Records from a dataset:
_____

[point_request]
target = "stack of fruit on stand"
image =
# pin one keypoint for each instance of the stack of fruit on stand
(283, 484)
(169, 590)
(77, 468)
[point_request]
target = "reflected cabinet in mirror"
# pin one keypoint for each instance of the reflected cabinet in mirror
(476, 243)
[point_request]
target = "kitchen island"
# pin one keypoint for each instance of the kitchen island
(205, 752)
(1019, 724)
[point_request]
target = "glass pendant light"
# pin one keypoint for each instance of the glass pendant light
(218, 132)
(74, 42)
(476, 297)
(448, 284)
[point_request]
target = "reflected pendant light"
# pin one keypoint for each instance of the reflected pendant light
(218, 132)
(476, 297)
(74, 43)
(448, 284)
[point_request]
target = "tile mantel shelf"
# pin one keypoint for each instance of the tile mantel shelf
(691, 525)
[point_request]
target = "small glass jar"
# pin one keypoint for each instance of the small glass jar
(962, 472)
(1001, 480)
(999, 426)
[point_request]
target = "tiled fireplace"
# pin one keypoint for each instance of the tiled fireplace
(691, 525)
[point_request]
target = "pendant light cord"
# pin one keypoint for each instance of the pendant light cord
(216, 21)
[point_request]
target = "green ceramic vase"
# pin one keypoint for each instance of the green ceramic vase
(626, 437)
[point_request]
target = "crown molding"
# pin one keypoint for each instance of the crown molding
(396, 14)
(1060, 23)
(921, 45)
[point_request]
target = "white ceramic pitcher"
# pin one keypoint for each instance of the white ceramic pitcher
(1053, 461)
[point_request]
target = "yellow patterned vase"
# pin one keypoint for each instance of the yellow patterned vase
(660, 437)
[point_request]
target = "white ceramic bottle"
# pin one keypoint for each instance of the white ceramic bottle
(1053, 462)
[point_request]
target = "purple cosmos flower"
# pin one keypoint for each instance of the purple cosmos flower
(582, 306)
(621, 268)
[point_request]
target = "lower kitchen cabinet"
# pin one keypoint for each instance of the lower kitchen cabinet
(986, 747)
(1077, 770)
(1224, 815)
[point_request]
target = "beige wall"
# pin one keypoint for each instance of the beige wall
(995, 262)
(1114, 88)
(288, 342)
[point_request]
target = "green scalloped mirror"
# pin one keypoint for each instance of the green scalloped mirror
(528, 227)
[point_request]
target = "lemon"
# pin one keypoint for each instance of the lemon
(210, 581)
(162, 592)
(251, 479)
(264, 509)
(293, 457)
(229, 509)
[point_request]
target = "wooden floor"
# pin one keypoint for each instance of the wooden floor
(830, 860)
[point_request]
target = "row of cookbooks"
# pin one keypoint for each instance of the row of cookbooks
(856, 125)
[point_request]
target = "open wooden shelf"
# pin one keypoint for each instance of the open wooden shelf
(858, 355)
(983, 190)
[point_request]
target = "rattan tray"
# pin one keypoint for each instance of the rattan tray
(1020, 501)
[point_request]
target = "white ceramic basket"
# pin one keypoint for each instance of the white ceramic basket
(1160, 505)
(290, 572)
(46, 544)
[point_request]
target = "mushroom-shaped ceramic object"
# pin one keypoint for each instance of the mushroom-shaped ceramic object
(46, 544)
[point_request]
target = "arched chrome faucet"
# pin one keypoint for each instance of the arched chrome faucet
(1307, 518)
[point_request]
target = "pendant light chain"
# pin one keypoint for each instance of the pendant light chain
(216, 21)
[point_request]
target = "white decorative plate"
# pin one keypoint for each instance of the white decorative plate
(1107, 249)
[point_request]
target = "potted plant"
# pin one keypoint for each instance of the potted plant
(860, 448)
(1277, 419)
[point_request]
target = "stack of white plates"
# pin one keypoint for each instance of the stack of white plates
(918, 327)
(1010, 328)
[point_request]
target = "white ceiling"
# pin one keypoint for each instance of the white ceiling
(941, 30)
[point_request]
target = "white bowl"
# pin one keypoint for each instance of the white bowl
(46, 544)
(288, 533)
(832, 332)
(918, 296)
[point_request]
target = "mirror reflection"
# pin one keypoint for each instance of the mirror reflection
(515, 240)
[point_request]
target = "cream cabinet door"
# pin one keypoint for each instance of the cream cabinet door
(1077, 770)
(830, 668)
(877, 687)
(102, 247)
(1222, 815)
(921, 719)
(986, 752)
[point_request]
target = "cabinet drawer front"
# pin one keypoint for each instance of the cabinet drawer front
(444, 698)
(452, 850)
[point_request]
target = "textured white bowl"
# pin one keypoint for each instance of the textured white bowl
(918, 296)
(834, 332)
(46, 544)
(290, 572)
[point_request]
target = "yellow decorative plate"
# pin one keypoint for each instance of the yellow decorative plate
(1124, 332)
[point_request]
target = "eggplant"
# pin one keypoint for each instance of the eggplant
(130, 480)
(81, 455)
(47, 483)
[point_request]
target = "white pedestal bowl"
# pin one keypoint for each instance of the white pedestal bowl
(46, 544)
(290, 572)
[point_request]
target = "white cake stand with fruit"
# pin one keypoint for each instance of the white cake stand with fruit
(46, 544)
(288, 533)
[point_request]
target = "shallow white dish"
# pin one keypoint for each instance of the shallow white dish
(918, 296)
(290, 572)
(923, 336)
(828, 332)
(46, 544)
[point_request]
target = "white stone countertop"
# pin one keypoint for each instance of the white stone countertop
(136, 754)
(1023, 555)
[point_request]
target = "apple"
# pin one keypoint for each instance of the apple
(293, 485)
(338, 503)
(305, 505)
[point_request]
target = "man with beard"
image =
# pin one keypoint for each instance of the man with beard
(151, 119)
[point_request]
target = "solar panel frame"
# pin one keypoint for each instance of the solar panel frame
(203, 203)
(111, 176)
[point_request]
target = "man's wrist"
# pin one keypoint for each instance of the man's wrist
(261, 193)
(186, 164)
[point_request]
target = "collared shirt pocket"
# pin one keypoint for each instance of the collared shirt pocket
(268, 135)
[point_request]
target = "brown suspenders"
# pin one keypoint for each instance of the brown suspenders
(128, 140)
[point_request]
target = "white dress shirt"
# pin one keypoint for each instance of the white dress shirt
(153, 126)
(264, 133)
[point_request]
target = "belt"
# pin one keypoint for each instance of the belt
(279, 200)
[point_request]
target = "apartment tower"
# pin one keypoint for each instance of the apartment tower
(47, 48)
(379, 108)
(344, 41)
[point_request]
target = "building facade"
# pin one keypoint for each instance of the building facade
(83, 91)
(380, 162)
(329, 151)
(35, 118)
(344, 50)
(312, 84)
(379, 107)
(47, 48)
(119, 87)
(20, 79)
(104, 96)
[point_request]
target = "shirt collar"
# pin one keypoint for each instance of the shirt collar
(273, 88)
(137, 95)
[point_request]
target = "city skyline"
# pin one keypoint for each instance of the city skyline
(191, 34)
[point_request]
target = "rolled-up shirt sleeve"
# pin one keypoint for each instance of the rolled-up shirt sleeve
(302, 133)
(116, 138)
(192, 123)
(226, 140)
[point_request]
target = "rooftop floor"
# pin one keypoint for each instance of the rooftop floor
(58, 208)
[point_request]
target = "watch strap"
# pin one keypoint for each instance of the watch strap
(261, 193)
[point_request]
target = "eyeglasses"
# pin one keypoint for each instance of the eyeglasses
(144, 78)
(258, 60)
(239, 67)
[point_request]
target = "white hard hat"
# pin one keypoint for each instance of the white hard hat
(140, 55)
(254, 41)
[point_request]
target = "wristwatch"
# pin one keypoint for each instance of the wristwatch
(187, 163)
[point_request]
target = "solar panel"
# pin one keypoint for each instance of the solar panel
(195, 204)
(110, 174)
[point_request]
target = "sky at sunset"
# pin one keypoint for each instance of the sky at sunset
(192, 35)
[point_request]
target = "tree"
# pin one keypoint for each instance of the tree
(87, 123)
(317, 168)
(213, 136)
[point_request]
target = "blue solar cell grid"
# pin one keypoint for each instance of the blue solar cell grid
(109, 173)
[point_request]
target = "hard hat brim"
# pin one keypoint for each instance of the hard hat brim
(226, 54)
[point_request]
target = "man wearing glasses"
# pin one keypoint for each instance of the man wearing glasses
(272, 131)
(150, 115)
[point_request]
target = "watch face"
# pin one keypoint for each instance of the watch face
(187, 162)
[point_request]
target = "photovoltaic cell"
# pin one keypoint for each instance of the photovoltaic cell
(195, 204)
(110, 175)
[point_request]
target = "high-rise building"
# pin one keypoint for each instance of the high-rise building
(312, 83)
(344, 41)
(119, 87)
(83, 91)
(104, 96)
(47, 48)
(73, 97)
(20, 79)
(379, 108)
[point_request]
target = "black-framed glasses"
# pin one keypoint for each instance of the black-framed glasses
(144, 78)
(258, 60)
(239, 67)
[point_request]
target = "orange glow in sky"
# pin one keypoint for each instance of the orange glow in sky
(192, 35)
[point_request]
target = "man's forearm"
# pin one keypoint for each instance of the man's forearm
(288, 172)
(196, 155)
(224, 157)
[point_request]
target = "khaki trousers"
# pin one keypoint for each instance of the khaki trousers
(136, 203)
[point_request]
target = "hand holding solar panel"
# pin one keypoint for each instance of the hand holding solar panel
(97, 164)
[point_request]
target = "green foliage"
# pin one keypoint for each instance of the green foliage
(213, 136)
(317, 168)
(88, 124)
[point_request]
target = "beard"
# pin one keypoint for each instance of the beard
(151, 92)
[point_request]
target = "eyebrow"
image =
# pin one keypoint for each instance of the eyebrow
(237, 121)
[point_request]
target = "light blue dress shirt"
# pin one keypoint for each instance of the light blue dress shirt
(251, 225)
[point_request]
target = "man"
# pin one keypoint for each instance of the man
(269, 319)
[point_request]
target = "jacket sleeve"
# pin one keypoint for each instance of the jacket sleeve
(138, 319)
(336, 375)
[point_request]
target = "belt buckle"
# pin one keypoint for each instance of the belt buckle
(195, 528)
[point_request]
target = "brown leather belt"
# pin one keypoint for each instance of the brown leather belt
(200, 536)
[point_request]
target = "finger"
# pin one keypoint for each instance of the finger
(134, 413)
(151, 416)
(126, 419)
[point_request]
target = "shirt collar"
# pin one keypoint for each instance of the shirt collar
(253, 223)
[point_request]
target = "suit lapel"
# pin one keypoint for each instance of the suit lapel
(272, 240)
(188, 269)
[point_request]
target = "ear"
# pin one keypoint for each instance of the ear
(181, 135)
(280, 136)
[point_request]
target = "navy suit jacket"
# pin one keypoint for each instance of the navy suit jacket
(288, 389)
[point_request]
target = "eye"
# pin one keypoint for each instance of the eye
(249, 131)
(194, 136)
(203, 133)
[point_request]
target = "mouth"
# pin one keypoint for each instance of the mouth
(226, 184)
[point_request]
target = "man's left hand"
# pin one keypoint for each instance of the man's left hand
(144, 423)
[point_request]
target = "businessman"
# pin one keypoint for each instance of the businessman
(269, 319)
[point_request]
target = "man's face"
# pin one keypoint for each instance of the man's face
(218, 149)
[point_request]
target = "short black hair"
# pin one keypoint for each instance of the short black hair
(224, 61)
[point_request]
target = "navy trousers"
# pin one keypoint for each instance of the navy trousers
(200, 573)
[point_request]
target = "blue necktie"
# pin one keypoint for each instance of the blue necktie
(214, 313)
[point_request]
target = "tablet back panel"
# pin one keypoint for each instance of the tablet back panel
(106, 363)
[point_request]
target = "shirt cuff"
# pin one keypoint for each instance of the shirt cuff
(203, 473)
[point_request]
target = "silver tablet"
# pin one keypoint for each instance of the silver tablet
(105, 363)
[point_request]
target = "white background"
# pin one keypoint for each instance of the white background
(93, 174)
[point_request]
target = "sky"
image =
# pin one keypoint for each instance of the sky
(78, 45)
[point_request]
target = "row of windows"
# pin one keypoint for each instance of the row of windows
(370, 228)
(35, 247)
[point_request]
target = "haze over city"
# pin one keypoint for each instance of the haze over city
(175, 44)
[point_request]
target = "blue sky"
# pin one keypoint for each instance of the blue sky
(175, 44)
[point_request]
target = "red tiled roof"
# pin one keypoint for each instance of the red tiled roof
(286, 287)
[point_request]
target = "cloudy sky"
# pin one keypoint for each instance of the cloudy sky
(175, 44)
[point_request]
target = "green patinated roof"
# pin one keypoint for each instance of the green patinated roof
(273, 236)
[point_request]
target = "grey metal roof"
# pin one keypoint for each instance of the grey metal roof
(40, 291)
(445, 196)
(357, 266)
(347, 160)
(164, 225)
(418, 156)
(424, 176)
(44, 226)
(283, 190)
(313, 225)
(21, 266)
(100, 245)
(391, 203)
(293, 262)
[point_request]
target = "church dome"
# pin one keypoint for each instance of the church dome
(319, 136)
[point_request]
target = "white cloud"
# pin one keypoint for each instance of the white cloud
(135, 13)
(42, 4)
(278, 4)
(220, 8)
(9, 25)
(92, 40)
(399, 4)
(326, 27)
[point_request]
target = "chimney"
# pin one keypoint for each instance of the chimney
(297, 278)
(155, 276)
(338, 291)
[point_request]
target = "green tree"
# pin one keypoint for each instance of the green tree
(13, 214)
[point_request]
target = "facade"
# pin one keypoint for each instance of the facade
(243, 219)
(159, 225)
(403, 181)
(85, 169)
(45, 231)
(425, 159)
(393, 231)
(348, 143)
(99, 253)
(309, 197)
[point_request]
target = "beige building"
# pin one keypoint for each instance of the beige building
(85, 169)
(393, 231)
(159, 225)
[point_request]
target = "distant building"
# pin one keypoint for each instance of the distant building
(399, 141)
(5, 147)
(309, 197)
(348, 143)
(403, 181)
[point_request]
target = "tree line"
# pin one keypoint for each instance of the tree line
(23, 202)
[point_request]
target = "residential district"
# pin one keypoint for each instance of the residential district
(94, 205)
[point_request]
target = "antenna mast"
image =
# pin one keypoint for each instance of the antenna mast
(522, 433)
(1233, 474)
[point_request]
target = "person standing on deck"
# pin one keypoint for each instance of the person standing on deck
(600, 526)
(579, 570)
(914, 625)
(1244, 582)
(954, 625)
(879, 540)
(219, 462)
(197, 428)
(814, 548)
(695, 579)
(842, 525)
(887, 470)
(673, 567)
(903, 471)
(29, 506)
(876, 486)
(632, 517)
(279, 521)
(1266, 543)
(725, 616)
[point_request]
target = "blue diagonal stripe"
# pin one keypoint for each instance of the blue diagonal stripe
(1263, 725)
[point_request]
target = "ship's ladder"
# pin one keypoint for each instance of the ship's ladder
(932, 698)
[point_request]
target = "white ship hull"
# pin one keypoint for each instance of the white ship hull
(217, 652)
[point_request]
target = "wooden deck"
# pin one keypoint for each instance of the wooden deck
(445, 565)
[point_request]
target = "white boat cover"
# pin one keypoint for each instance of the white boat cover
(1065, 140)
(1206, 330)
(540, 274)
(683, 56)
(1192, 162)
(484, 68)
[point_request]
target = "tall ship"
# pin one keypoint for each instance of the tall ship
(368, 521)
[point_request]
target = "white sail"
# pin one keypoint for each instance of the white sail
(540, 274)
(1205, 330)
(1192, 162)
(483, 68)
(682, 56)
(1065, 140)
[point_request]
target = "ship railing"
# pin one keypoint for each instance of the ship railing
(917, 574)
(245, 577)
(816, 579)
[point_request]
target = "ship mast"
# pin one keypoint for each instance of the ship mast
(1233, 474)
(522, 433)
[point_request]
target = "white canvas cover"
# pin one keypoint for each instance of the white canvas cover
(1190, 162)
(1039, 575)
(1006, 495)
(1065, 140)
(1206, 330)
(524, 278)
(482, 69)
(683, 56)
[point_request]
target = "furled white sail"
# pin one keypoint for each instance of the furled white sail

_____

- JOB -
Substitute "hanging" for every occurrence of "pendant" in the lines running from the start of the records through the line containing "(1053, 461)", inclusive. Reproduce only those lines, leaving everything else unchanged.

- PROBLEM SOLUTION -
[point_request]
target = "stack of fruit on stand"
image =
# pin one keypoint for each instance of the stack of fruit on stand
(283, 484)
(169, 590)
(77, 468)
[point_request]
target = "reflected cabinet in mirror"
# pin one keypoint for each instance of the reflected cabinet in mirror
(476, 243)
[point_request]
target = "kitchen island"
# pin one keypoint for each instance of the kitchen island
(205, 752)
(1019, 724)
[point_request]
target = "glass hanging light"
# pin one keypoint for each instance of the glass hanging light
(218, 132)
(74, 42)
(476, 297)
(448, 284)
[point_request]
target = "reflected hanging light"
# pin one keypoint for each instance of the reflected hanging light
(218, 132)
(476, 297)
(74, 43)
(448, 284)
[point_request]
target = "tile mantel shelf"
# pin one keypoint for each instance of the tile mantel shelf
(691, 525)
[point_request]
target = "small glass jar"
# pin one keypoint for each instance of the small glass jar
(962, 472)
(1001, 480)
(999, 426)
[point_request]
target = "tiled fireplace"
# pin one keypoint for each instance of the tiled fireplace
(691, 525)
[point_request]
target = "hanging light cord"
# pin one keypoint for each instance of the hanging light cord
(216, 21)
[point_request]
target = "green ceramic vase"
# pin one keypoint for each instance of the green ceramic vase
(626, 437)
[point_request]
target = "crown molding"
# pin one keypoint for each instance of the crown molding
(396, 14)
(1060, 23)
(921, 45)
[point_request]
target = "white ceramic pitcher"
# pin one keypoint for each instance of the white ceramic pitcher
(1053, 461)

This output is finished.